== Material provided
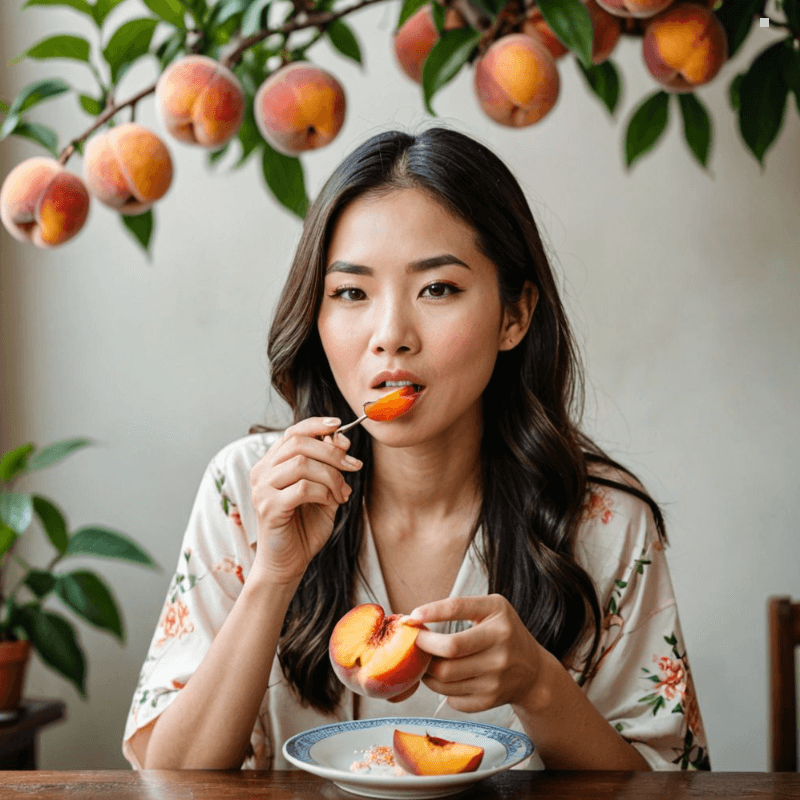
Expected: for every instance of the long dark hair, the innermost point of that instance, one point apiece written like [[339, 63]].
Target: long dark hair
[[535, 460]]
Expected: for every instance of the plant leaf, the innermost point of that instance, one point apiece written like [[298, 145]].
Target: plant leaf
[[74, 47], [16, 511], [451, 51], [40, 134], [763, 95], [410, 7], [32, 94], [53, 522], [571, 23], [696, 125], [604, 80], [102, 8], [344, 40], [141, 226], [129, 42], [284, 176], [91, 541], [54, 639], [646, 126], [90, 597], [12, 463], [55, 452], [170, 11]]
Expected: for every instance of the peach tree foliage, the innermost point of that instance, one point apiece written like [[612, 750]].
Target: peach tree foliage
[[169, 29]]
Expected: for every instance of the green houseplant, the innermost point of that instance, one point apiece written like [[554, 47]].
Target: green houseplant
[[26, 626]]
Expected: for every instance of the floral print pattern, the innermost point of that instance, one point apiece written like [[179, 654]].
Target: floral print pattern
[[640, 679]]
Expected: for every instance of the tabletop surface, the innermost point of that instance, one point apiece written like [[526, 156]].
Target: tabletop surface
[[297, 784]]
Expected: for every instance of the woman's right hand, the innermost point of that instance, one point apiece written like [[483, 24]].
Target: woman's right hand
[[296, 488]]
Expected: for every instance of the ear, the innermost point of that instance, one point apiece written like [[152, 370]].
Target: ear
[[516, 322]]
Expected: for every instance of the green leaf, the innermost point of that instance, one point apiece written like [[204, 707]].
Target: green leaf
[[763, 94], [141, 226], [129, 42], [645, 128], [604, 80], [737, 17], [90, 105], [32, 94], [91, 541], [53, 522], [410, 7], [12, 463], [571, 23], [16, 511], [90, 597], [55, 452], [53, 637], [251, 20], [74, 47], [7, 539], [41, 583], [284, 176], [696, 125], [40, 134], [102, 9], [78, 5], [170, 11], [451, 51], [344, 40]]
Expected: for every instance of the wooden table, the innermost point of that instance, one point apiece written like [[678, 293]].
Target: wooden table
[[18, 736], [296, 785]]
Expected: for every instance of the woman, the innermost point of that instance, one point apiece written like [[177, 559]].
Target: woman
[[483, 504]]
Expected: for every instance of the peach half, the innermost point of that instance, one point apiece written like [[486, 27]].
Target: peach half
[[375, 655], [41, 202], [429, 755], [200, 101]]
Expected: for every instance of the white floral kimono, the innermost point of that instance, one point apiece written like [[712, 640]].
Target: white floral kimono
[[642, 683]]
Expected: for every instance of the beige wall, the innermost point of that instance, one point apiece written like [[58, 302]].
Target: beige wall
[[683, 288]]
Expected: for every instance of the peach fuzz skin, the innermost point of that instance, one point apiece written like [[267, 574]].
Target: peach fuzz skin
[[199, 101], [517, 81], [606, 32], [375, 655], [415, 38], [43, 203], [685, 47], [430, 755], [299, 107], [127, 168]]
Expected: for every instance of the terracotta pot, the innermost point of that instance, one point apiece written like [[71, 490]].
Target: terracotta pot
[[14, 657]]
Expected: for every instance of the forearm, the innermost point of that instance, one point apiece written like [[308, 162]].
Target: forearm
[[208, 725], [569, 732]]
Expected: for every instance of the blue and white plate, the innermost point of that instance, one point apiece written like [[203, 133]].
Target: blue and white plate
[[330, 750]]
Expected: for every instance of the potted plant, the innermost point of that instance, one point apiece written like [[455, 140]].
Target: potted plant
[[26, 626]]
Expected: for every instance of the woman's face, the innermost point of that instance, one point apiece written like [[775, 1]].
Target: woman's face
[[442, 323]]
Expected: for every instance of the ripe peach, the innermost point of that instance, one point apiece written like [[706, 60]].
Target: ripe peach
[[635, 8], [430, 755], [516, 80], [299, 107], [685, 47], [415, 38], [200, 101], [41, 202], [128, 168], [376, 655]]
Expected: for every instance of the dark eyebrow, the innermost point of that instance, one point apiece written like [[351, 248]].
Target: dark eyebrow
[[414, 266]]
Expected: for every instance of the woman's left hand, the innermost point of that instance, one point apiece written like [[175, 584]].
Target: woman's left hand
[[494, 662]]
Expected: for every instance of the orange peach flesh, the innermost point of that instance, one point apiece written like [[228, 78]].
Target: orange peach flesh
====
◆ What you need to do ◆
Put every line of the listing above into a numbered list, with no blank lines, and leave out the pictures.

◆ Complete response ◆
1. Expected: for every instance of the long dark hair, the innermost point of that instance, one point apiece written like [[339, 63]].
2. Target: long dark hair
3. [[535, 460]]
4. Expected: for every instance of the plant leaf, the innermost point of that instance, one point apiece written like [[298, 145]].
5. Target: plant leaf
6. [[74, 47], [16, 511], [451, 51], [40, 134], [763, 95], [410, 7], [32, 94], [53, 522], [571, 23], [696, 125], [604, 80], [102, 8], [344, 40], [141, 226], [129, 42], [284, 176], [91, 541], [54, 639], [646, 126], [90, 597], [12, 463], [55, 452], [170, 11]]
7. Expected: for every instance of the peach tree foliage, the innermost point of that instance, one point apiece written like [[612, 750]].
8. Target: peach tree foliage
9. [[169, 29]]
10. Expected: for every instance of the green houseplant, the innermost point of that instance, one point apiece written like [[554, 47]].
11. Target: green houseplant
12. [[26, 626]]
13. Expected: for every instance of the floral print pattern, the innermost point of that instance, one point apiece written like [[179, 654]].
14. Target: floral print pattern
15. [[640, 679]]
16. Expected: for every instance of the tabletop surface, the innermost point of that instance, one point apiece written like [[526, 156]].
17. Target: tabletop surface
18. [[297, 784]]
19. Expected: for every instance of the woman's right hand, the innermost point of that instance, one point apiece written like [[483, 24]].
20. Target: woman's right hand
21. [[296, 488]]
22. Expected: for every instance of the ear, the innermost point of that instance, one point apiece written like [[152, 370]].
23. Target: ear
24. [[516, 322]]
25. Expected: for every instance of the green leaf, the innermost point of that instance, one point apiece written like [[204, 707]].
26. Target: green leaf
27. [[763, 94], [141, 226], [129, 42], [645, 128], [604, 80], [737, 17], [90, 105], [32, 94], [91, 541], [53, 522], [410, 7], [12, 463], [571, 23], [16, 511], [90, 597], [55, 452], [53, 637], [251, 20], [74, 47], [7, 539], [41, 583], [284, 176], [696, 125], [40, 134], [102, 9], [78, 5], [170, 11], [451, 51], [344, 40]]
28. Expected: for every instance of the wooden table, the innermost point of that instance, one point apiece written like [[678, 293]].
29. Target: wooden table
30. [[18, 736], [296, 785]]
31. Expected: for every instance of the woman, the innermost point of that instance, one point apiece written like [[177, 559]].
32. Target: woman
33. [[483, 504]]
34. Expected: for every instance of the peach half, the innermost point of that instance, one point apiece written like [[486, 27]].
35. Target: peach half
36. [[375, 655], [41, 202], [429, 755], [200, 101]]
37. Expected: for every instance of the white floral kimono, the innermost point of that instance, one point apiece written like [[712, 640]].
38. Target: white floral kimono
39. [[642, 683]]
40. Expected: for every instance of the beige wall, the innermost point of that instance, one point apiece written like [[58, 302]].
41. Target: beige wall
42. [[683, 288]]
43. Expected: for every instance of the peach fuzz skin, the innermost point of that instance, one point apiece written like [[267, 574]].
44. Target: peach fuzz skin
45. [[199, 101], [517, 81], [606, 32], [375, 655], [415, 38], [43, 203], [685, 47], [430, 755], [299, 107], [127, 168]]
46. Expected: for every instance of the terracotta pot, the innermost point of that instance, one point apiece written like [[71, 490]].
47. Target: terracotta pot
48. [[14, 657]]
49. Expected: for every instance of the forearm, the innermost point of that instance, one point apiece written like [[308, 162]].
50. Target: forearm
51. [[208, 725], [569, 732]]
52. Expected: for every instance of the blue and white plate, the innermost point of that instance, one point apiece written like [[203, 133]].
53. Target: blue and white plate
54. [[330, 750]]
55. Expected: for every instance of the potted plant, the innermost point of that instance, one point apiece written like [[455, 140]].
56. Target: potted plant
57. [[26, 626]]
58. Expected: for every instance of the woman's face, the innermost point of that instance, one point apiece written like [[775, 1]].
59. Target: woman's face
60. [[442, 323]]
61. Expected: for every instance of the ripe peach, the innermost point of that instance, one point apiece written like [[706, 60]].
62. Target: ripe peach
63. [[635, 8], [430, 755], [516, 80], [299, 107], [685, 47], [415, 38], [200, 101], [41, 202], [128, 168], [376, 655]]
64. Expected: for every instance of the dark eyebrow, the innermost point of that instance, one point apiece written like [[351, 248]].
65. Target: dark eyebrow
66. [[414, 266]]
67. Expected: for every instance of the woman's left hand, the innermost point of that instance, one point apiece written like [[175, 584]].
68. Target: woman's left hand
69. [[494, 662]]
70. Expected: for every instance of the orange peach flesh, the innermost point of that instance, one point apiece written like [[228, 78]].
71. Target: orange peach flesh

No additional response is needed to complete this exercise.